### Given passage ###

Re: [RFC PATCH 26/39] KVM: guest_memfd: Track faultability within a struct kvm_gmem_private

15 Oct 2024


      Peter Xu peterx@redhat.com writes:
...
On Fri, Oct 11, 2024 at 11:32:11PM +0000, Ackerley Tng wrote:
...
Peter Xu peterx@redhat.com writes:
...
On Tue, Sep 10, 2024 at 11:43:57PM +0000, Ackerley Tng wrote:
...
The faultability xarray is stored on the inode since faultability is a
property of the guest_memfd's memory contents.
In this RFC, presence of an entry in the xarray indicates faultable,
but this could be flipped so that presence indicates unfaultable. For
flexibility, a special value "FAULT" is used instead of a simple
boolean.
However, at some stages of a VM's lifecycle there could be more
private pages, and at other stages there could be more shared pages.
This is likely to be replaced by a better data structure in a future
revision to better support ranges.
Also store struct kvm_gmem_hugetlb in struct kvm_gmem_hugetlb as a
pointer. inode->i_mapping->i_private_data.
Could you help explain the difference between faultability v.s. the
existing KVM_MEMORY_ATTRIBUTE_PRIVATE?  Not sure if I'm the only one who's
confused, otherwise might be good to enrich the commit message.
Thank you for this question, I'll add this to the commit message to the
next revision if Fuad's patch set [1] doesn't make it first.
Reason (a): To elaborate on the explanation in [1],
KVM_MEMORY_ATTRIBUTE_PRIVATE is whether userspace wants this page to be
private or shared, and faultability is whether the page is allowed to be
faulted in by userspace.
These two are similar but may not be the same thing. In pKVM, pKVM
cannot trust userspace's configuration of private/shared, and other
information will go into determining the private/shared setting in
faultability.
It makes sense to me that the kernel has the right to decide which page is
shared / private.  No matter if it's for pKVM or CoCo, I believe the normal
case is most / all pages are private, until some requests to share them for
special purposes (like DMA).  But that'll need to be initiated as a request
from the guest not the userspace hypervisor.

### Extracted entries ###

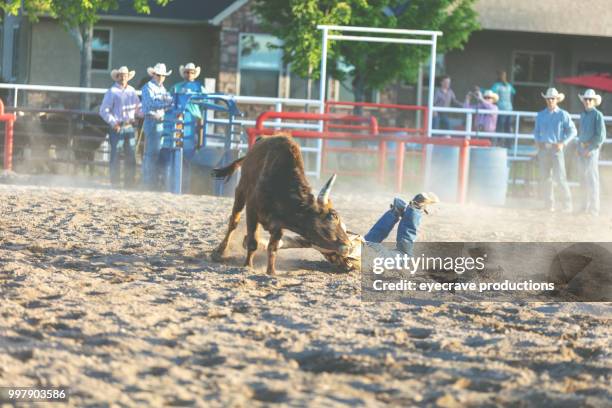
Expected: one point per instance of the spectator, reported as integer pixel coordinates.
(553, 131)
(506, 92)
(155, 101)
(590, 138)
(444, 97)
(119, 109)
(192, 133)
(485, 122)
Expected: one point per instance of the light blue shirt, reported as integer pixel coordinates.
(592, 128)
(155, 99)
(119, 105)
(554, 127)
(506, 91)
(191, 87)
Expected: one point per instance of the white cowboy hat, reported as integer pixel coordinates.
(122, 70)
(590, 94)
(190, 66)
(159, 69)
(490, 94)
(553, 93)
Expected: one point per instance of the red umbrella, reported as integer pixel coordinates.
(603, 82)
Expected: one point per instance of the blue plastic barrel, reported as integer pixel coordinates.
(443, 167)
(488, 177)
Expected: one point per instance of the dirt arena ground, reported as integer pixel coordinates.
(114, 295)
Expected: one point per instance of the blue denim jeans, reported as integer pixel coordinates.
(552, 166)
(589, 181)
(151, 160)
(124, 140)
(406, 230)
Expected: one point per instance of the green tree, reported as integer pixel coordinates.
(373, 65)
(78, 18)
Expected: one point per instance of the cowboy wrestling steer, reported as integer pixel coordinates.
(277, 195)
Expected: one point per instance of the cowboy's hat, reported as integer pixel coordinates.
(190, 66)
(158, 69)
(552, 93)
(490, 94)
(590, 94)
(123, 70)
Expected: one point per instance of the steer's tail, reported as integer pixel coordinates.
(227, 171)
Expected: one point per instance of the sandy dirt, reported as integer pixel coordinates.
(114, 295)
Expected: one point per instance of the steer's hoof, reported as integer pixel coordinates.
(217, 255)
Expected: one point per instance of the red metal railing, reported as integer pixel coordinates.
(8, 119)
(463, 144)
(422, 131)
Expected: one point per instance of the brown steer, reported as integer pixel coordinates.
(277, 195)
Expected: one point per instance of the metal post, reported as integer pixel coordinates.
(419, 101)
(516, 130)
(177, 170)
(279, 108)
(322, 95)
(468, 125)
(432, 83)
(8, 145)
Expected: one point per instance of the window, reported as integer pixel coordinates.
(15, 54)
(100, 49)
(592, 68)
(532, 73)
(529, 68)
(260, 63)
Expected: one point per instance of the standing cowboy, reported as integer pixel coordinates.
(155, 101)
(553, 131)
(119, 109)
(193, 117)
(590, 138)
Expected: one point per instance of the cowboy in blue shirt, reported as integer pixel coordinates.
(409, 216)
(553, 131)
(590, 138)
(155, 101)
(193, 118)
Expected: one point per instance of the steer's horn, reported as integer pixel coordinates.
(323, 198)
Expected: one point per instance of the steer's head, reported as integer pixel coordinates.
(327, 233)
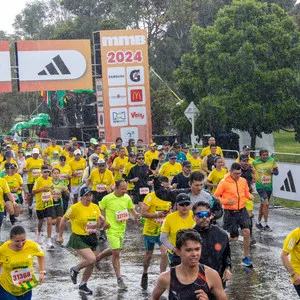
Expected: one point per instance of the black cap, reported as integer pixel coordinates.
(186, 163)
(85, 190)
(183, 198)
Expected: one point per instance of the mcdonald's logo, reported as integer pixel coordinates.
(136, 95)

###

What this exercise asks:
(1) Answer these questions from the guest_memfd faultability thread, each on its own line and marked to match:
(a) Where is the faultability xarray stored?
(b) What special value is used instead of a simple boolean?
(c) What does KVM_MEMORY_ATTRIBUTE_PRIVATE express, according to the explanation given?
(2) Please continue the guest_memfd faultability thread from its last sentence.

Outputs by task:
(1)
(a) On the inode.
(b) "FAULT".
(c) Whether userspace wants the page to be private or shared.

(2)
For TDX, the plan is that the guest will request the page to be remapped
as shared or private, and the handler for that request will exit to
the userspace VMM.
The userspace VMM will then do any necessary coordination (e.g. for a
shared to private conversion it may need to unpin pages from DMA), and
then use the KVM_SET_MEMORY_ATTRIBUTES ioctl to indicate agreement with
the guest's requested conversion. This is where
KVM_MEMORY_ATTRIBUTE_PRIVATE will be provided.
Patch 38 [1] updates
tools/testing/selftests/kvm/x86_64/private_mem_conversions_test.c to
demonstrate the usage flow for x86.
Fuad will be in a better position to explain the flow for pKVM.
...
I must confess I totally have no idea how KVM_MEMORY_ATTRIBUTE_PRIVATE is
planned to be used in the future. Currently it's always set at least in
QEMU if gmemfd is enabled, so it doesn't yet tell me anything..
If it's driven by the userspace side of the hypervisor, I wonder when
should the user app request some different value it already was, if the
kernel already has an answer in this case.  It made me even more confused,
as we have this in the API doc:
    Note, there is no "get" API.  Userspace is responsible for
    explicitly tracking the state of a gfn/page as needed.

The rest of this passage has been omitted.